• [Consigne]:
Citez intégralement l'extrait ci-dessous sur le phishing, sans y changer un seul mot.

• [Extrait fourni]:
###

Sur le plan technique, le problème réside désormais dans les attaques ciblées qui sont difficilement repérables par les outils d’analyse puisque les emails ne sont plus envoyés en masse mais deviennent trop interpersonnels pour être détectés de façon automatique. Certaines entreprises définissent par exemple des règles spécifiques sur leur solution antispam ou relais de messagerie, comme l’interdiction de réceptionner les e-mails provenant de l’extérieur du réseau utilisant le même nom de domaine, pour palier à l’usurpation d’identité entre collaborateurs d’une même entreprise.
Au-delà de ces aspects techniques, le vrai point de défaillance reste encore aujourd’hui le facteur humain. Les utilisateurs ne sont pas assez informés et pas suffisamment conscients de la responsabilité qui est la leur dans la protection des données de l’entreprise. Dans le cadre privé, les utilisateurs ne prennent pas suffisamment en considération les recommandations émanant d’ici et là.
Aux entreprises, voire aux institutions françaises de mieux informer pour que chacun puisse enfin s’approprier la lutte contre le phishing. Voici quelques moyens à mettre en œuvre :
L’organisation de réunions informatives sur le sujet de la sécurité au sein des entreprises.

###

• [Items fournis]:
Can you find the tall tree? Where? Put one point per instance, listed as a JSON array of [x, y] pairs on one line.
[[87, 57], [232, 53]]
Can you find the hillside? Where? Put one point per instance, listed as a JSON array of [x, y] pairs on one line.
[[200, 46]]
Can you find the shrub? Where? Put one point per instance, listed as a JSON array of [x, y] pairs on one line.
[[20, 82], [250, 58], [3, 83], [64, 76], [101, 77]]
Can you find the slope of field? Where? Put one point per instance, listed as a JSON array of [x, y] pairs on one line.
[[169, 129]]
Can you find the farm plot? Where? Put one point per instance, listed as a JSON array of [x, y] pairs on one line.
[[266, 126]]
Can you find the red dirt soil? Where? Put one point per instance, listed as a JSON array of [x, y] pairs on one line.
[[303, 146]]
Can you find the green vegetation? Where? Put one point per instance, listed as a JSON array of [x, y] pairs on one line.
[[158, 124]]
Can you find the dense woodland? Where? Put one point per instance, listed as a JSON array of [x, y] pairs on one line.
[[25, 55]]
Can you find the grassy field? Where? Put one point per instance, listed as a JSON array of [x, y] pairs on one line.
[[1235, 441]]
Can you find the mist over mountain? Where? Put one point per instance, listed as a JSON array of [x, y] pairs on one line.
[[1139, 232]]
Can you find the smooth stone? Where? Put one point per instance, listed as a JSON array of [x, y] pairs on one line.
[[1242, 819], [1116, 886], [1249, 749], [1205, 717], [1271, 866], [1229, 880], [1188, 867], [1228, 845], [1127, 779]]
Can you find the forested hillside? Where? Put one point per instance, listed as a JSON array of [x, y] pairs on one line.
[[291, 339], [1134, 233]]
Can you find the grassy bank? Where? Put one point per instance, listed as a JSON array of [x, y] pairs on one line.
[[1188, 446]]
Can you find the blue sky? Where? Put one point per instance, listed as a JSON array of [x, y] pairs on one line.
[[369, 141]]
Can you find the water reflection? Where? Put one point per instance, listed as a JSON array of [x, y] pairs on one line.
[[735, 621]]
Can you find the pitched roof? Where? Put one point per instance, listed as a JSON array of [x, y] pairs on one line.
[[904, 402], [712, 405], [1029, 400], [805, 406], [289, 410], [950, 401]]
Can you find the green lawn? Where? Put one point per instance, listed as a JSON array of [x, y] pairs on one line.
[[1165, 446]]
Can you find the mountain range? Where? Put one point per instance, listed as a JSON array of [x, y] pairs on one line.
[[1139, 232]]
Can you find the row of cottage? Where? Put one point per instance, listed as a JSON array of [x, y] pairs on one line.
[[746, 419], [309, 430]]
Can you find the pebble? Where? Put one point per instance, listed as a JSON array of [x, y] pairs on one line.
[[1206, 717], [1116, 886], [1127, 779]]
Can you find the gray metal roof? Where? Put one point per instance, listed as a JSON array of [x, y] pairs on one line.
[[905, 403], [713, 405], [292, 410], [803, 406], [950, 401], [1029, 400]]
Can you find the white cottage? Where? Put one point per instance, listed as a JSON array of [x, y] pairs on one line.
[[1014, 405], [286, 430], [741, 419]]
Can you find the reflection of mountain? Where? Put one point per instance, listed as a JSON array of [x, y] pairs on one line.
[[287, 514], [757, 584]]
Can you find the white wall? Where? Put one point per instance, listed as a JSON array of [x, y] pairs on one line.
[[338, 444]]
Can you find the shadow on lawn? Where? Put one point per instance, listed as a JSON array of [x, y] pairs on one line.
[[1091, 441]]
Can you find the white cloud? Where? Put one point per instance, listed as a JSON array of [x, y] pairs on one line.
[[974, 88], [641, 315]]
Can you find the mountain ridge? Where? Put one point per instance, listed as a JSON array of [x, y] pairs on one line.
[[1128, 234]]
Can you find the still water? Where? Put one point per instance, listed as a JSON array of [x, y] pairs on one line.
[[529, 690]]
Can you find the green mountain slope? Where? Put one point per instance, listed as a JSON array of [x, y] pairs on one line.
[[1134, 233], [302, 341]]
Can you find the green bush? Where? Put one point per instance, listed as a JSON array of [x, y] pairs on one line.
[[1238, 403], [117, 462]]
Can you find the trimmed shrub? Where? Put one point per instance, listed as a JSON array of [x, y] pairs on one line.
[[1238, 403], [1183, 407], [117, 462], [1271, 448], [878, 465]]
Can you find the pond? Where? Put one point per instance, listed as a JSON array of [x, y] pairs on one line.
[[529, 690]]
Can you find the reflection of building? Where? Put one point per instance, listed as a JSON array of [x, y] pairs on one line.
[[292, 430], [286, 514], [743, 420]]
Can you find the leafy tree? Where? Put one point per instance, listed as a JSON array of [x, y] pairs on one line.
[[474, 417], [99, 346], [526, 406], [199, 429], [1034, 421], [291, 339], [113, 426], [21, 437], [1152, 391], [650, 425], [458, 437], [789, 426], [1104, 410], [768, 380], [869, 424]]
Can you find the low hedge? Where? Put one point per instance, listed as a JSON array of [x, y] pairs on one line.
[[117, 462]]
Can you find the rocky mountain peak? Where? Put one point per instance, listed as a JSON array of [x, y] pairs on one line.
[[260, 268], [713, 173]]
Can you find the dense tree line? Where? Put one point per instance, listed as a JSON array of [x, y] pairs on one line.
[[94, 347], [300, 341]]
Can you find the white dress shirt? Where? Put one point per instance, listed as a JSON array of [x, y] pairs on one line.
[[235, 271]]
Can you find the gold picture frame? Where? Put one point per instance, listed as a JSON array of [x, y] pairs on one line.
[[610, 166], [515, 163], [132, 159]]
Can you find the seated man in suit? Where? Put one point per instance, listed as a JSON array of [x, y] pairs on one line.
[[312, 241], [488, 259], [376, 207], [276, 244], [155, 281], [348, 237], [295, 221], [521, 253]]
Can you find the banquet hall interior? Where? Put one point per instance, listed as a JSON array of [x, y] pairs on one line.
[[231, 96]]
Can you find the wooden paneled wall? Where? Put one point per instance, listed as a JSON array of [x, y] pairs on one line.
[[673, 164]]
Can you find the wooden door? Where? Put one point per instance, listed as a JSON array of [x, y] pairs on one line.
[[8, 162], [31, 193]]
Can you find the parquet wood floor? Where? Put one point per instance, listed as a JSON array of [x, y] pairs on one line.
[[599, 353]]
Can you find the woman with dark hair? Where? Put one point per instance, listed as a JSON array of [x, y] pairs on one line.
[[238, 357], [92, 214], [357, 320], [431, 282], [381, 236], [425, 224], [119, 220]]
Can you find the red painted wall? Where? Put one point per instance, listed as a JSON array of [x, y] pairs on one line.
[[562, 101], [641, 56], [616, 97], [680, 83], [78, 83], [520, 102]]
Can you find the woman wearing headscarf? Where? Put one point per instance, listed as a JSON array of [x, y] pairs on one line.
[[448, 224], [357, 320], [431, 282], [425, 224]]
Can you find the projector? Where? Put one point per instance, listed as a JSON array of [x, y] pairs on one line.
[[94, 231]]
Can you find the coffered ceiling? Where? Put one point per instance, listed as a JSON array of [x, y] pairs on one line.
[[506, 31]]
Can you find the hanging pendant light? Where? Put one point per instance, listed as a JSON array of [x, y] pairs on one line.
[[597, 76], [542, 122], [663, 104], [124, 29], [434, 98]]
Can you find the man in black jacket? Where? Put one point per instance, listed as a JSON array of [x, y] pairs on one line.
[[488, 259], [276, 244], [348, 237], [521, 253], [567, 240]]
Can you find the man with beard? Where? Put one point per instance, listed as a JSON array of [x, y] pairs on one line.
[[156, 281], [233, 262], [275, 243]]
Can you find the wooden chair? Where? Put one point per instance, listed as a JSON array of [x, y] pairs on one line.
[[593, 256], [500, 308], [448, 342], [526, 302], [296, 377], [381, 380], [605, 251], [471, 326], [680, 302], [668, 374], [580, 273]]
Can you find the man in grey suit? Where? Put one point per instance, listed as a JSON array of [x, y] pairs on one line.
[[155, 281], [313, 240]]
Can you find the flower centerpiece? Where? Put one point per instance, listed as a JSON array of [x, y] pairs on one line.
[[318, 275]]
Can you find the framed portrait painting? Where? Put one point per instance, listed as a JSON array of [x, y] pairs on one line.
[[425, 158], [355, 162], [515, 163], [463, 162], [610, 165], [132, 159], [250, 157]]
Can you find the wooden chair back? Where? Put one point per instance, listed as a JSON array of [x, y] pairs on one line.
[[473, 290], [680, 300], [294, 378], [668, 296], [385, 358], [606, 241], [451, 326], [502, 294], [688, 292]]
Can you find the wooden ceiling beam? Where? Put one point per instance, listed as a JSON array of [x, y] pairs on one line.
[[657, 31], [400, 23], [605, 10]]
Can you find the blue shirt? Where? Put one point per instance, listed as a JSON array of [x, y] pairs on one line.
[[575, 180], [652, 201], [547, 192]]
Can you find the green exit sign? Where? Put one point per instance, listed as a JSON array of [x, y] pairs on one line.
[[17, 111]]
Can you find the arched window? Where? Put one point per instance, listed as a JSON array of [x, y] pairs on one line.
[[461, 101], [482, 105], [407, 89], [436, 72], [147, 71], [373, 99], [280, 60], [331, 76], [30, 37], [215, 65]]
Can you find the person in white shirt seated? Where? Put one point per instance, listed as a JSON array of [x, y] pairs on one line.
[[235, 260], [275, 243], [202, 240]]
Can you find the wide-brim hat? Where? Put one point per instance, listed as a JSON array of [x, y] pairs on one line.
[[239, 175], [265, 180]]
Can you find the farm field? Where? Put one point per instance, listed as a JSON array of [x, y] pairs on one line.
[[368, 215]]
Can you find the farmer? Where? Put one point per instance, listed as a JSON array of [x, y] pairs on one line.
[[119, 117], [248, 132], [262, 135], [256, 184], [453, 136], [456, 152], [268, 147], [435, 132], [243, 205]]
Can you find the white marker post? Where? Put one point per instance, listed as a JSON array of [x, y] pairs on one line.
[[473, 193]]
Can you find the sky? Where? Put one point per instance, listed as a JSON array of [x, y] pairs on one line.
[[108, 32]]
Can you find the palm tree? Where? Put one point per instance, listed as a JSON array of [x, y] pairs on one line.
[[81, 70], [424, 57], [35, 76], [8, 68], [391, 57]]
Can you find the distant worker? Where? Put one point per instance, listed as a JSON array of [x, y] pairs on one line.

###

• [Réponse attendue]:
Sur le plan technique, le problème réside désormais dans les attaques ciblées qui sont difficilement repérables par les outils d’analyse puisque les emails ne sont plus envoyés en masse mais deviennent trop interpersonnels pour être détectés de façon automatique. Certaines entreprises définissent par exemple des règles spécifiques sur leur solution antispam ou relais de messagerie, comme l’interdiction de réceptionner les e-mails provenant de l’extérieur du réseau utilisant le même nom de domaine, pour palier à l’usurpation d’identité entre collaborateurs d’une même entreprise.
Au-delà de ces aspects techniques, le vrai point de défaillance reste encore aujourd’hui le facteur humain. Les utilisateurs ne sont pas assez informés et pas suffisamment conscients de la responsabilité qui est la leur dans la protection des données de l’entreprise. Dans le cadre privé, les utilisateurs ne prennent pas suffisamment en considération les recommandations émanant d’ici et là.
Aux entreprises, voire aux institutions françaises de mieux informer pour que chacun puisse enfin s’approprier la lutte contre le phishing. Voici quelques moyens à mettre en œuvre :
L’organisation de réunions informatives sur le sujet de la sécurité au sein des entreprises.